■ RECORD LIST:
** Begin **

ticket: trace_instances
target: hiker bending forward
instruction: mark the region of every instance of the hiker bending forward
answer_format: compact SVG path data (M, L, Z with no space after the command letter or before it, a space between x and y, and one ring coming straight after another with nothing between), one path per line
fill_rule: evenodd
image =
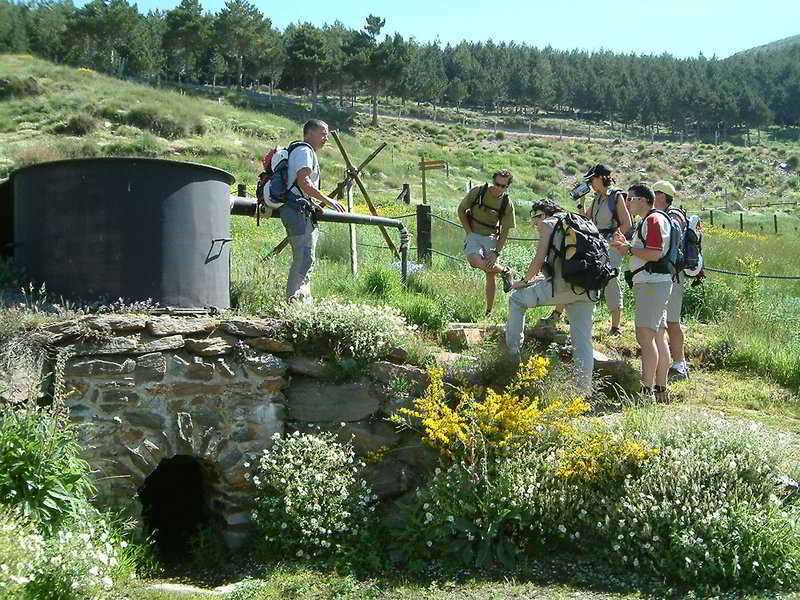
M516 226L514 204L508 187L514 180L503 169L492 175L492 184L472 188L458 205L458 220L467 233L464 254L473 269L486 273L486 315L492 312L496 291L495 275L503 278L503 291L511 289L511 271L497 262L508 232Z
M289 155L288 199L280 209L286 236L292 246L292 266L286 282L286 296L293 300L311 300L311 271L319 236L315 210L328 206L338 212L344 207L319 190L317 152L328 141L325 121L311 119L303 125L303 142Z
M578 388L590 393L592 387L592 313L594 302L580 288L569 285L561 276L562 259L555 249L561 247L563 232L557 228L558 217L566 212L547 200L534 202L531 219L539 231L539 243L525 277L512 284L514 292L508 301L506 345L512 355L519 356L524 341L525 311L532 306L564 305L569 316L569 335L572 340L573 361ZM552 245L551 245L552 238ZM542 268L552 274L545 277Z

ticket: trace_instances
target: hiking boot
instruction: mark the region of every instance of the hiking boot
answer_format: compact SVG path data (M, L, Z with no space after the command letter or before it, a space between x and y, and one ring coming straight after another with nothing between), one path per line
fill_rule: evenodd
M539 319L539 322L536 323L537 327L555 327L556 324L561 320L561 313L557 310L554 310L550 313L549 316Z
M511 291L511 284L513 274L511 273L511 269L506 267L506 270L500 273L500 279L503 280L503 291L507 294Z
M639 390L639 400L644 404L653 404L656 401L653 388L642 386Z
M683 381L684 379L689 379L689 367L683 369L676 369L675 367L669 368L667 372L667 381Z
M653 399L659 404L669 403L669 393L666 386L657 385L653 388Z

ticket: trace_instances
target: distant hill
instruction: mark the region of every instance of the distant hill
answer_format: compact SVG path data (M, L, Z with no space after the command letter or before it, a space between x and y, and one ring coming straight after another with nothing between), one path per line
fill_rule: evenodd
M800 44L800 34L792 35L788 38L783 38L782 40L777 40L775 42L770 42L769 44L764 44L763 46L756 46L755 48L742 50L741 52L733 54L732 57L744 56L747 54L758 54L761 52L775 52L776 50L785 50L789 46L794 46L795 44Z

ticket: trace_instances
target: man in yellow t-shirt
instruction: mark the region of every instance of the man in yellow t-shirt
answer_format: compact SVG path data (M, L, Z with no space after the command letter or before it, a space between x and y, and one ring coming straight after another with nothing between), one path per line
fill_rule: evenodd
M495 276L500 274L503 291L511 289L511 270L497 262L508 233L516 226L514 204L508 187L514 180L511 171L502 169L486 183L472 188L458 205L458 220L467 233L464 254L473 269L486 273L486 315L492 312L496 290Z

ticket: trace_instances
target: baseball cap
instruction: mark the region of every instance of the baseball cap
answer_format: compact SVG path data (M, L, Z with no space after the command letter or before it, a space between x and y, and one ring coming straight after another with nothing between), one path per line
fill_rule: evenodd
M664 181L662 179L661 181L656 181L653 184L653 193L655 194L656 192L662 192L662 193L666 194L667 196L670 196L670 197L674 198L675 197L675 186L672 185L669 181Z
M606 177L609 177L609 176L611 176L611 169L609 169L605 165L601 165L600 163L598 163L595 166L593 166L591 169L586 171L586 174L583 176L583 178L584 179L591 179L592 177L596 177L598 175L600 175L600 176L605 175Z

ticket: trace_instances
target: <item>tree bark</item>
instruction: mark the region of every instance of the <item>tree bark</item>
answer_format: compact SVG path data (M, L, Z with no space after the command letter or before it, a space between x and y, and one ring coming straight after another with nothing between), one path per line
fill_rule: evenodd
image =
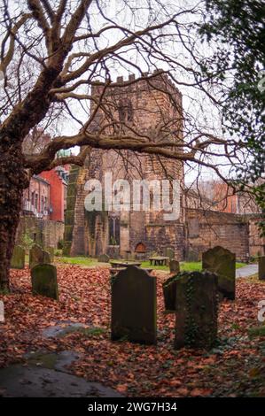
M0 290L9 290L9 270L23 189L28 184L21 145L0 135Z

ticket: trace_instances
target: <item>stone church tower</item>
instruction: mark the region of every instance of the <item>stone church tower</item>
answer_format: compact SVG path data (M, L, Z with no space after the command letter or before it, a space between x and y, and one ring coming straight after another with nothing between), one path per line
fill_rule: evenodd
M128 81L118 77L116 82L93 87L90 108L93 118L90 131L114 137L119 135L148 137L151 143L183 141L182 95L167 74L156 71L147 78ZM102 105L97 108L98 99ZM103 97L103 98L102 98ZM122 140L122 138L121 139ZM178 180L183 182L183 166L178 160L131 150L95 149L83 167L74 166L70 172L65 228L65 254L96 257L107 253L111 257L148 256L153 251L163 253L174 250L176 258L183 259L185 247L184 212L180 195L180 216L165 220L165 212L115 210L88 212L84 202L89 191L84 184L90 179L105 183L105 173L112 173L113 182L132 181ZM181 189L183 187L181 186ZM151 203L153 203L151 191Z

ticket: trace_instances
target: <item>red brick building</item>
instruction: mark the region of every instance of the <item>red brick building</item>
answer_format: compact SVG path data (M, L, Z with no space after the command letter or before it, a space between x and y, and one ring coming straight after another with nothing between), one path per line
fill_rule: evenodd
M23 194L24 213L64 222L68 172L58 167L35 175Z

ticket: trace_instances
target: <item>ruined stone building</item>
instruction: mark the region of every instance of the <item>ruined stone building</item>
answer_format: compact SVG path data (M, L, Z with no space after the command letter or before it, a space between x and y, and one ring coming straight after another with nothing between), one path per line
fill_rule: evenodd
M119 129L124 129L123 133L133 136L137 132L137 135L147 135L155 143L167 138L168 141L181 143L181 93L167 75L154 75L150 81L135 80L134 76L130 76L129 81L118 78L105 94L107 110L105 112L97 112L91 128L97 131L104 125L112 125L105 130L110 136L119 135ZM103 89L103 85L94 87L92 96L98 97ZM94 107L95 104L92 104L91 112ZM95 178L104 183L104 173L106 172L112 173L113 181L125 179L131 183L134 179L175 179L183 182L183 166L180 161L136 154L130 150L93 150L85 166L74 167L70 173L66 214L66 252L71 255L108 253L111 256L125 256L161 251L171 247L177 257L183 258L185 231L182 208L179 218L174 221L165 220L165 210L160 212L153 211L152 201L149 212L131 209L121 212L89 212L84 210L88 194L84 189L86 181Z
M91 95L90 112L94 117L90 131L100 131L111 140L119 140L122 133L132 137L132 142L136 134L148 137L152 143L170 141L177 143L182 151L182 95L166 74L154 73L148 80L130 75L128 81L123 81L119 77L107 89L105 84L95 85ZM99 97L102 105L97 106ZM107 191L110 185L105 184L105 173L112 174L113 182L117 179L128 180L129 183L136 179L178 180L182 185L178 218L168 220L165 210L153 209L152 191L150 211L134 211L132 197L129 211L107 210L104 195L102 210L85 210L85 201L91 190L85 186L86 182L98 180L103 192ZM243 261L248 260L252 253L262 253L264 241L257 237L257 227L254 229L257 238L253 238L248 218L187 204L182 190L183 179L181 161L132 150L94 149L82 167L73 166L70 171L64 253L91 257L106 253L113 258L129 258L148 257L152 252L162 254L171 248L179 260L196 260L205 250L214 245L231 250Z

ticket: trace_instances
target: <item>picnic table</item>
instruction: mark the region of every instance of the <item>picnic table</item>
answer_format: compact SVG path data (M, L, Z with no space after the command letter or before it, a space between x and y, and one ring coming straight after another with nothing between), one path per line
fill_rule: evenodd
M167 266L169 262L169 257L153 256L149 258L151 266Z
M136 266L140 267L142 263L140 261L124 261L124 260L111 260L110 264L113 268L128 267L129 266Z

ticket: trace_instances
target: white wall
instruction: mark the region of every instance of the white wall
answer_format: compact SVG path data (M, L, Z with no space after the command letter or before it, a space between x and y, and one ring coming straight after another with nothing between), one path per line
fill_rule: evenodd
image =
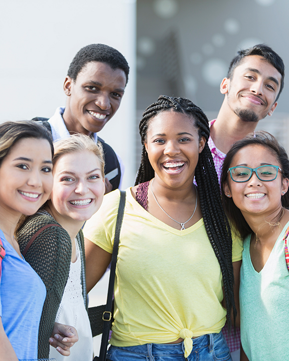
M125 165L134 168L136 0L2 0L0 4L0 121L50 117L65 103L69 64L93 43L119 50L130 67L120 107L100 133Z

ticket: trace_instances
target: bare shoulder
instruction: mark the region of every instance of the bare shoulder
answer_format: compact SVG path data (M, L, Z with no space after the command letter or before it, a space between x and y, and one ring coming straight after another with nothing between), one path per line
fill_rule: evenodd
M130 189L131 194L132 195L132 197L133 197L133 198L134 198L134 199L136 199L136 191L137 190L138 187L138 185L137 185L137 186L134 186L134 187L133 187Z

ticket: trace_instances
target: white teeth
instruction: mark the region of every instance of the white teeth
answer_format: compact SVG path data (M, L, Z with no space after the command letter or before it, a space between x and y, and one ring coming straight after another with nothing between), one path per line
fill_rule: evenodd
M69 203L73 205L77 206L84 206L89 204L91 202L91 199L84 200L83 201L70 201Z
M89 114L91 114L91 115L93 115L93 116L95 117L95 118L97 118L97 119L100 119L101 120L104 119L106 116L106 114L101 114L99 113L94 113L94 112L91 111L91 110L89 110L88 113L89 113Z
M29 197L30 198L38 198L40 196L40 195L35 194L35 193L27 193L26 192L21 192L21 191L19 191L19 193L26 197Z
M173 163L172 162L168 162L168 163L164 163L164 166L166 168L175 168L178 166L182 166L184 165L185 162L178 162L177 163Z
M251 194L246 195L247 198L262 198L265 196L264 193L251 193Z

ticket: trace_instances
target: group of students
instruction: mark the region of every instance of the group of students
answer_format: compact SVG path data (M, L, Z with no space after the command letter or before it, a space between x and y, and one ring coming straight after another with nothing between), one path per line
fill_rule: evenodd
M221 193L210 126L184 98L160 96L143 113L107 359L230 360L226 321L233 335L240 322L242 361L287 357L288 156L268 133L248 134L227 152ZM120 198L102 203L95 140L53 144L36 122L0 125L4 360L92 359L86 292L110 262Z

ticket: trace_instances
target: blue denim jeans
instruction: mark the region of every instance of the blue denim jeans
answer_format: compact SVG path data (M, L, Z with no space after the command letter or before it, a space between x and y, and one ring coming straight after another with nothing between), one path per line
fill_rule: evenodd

** End **

From the first line through the line containing "M653 399L659 404L669", rewrite the lines with "hiking boot" changed to "trail shoe" and nothing else altered. Omit the pictures.

ticket: trace_instances
target: hiker bending forward
instruction: mark the region of every instance of the hiker bending forward
answer_format: compact SVG path data (M, L, Z with no space after the command letter or before it, a space between x and y, and one ring coming straight after another with nothing between), one path per line
fill_rule: evenodd
image =
M516 226L514 204L508 187L514 180L503 169L492 175L492 184L472 188L458 205L458 220L467 233L464 254L473 269L486 273L486 315L492 312L496 291L495 275L503 278L503 291L511 289L511 271L497 262L508 232Z
M289 155L288 199L280 209L286 236L292 246L292 266L286 282L286 296L293 300L311 300L311 271L319 236L315 210L328 206L338 212L344 207L319 190L317 152L328 141L325 121L311 119L303 125L303 142Z
M578 388L590 393L592 387L592 313L594 302L580 288L569 285L561 276L562 259L555 249L561 247L563 232L557 228L558 217L566 212L547 200L534 202L531 219L539 231L539 243L525 277L512 284L514 292L508 301L506 345L512 355L519 356L524 341L525 311L532 306L564 305L569 316L569 335L572 340L573 361ZM552 245L551 245L552 238ZM542 268L552 274L545 277Z

ticket: trace_instances
target: trail shoe
instruction: mark the region of every instance of the trail shoe
answer_format: compact SVG path data (M, L, Z with no space after the command letter or before it, a space between x and y, and one ring coming straight after another with nothing between), one path per line
fill_rule: evenodd
M539 319L539 322L536 323L537 327L555 327L556 324L561 320L561 313L557 310L554 310L550 313L549 316Z
M511 291L511 284L513 274L511 273L511 269L506 267L506 270L500 273L500 279L503 280L503 291L507 294Z
M639 390L639 400L644 404L653 404L656 401L653 388L642 386Z
M683 381L684 379L689 379L689 367L683 369L676 369L675 367L669 368L667 372L667 381Z
M653 399L659 404L669 403L669 393L666 386L657 385L653 388Z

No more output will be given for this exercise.